___ Text block ___

# contract wording?



## blee1ash (Mar 22, 2006)

I do snow plowing for a few small commercial lots. I do not apply salt, sand or de-icer unless requested by the manager of the property. This is a very common practice in my area, in fact the only lot I can think of that gets salted regularly is the Wal Mart ( I believe it is the smallest Wal Mart in the country). In the past 2 seasons my customers have only requested it once.

I was just looking for some examples or advice for wording my contracts to eliminate or greatly reduce my possible liability for slips and falls. 

I was thinking of something like this: The customer has chosen to not have de-icing chemicals applied unless requested by them, therefore they assume all responsibility and liability for injury and or damage that may be caused by slippery conditions.

Do you have any thoughts or suggestions on this?


----------



## getsum (Jan 7, 2011)

added a couple things:

The customer has chosen to not have any form of de-icing chemicals or materials applied unless requested by the customer themselves, therefore the customer assumes all responsibility and liability for any slips, falls, accidents or damage of any kind due to inclement weather or slippery conditions."

___ Data lines ___

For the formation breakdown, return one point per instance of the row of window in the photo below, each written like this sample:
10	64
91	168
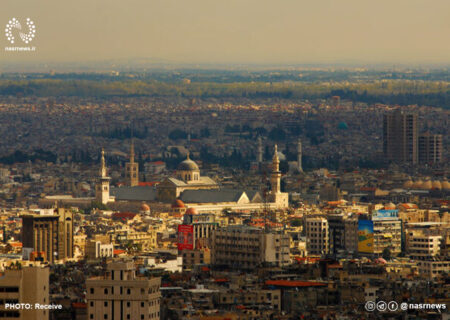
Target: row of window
128	316
128	290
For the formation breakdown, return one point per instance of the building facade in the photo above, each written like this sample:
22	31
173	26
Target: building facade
25	285
244	247
51	234
121	295
317	237
430	148
400	137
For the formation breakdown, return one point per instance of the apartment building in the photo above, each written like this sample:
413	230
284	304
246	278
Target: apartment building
317	236
50	232
25	285
244	247
122	295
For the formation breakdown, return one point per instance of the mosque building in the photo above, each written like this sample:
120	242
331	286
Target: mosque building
187	189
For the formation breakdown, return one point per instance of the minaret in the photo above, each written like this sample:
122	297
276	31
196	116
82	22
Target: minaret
299	156
259	155
132	169
275	177
102	187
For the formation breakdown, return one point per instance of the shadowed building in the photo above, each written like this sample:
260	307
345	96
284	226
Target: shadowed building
26	285
120	294
400	137
51	234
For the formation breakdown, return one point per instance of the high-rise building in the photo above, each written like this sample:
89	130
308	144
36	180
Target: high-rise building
102	188
317	238
430	148
299	156
244	247
121	295
400	137
132	169
281	199
26	285
50	233
259	156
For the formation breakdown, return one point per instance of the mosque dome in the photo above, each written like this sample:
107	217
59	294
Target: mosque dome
145	207
445	185
389	206
417	184
426	185
188	165
408	184
436	184
281	156
178	204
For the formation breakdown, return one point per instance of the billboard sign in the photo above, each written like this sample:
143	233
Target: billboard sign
365	236
185	237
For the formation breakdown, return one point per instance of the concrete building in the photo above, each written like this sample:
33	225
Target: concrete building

___

- Complete the following:
1) In the snow plowing contract thread, condense the paragraph that begins "I do snow plowing" into a short bulleted list of its main facts.
2) Pick up the snow plowing contract thread after its final post and carry it forward.

- Answers for the exercise:
1)
- Plows snow for a few small commercial lots.
- Applies salt, sand, or de-icer only when the property manager requests it.
- This is common in the area. The only regularly salted lot the poster can think of is the Wal Mart.
- Customers have requested de-icing only once in the past two seasons.

2)
This is a good start in my opinion maby others will chime in


----------



## blee1ash (Mar 22, 2006)

I like that. It sounds much more lawyer-ish than what I had.
Thank you.


----------



## Mick76 (Aug 2, 2009)

Have your lawyer fine tune your contract with your concerns.... it'll be the best $ you could spend... advice on the internet is free so take it for what its worth......


----------



## Wayne Volz (Mar 1, 2002)

*Sign off*

We have our clients sign off separately if they accept or decline snow and ice melting materials. Here's an example from one of our contracts. If you decide to use something, be sure to have your legal adviser make sure it's right for you. It will be money well spent.

I DO __X___ DO NOT _____ want an ice melting product applied if weather conditions warrant an application. ____________ Initials 
I DO __X____ DO NOT _____ want an ice melting product applied after plowing. ___________ Initials

Also, make sure you have something in your contract that explains to your clients your complete procedures for these applications as well.

Great thinking about this separate sign off area for ice melting materials. It will certainly help eliminate the "I thought you were gonna" and help define who has the responsibility for the applications.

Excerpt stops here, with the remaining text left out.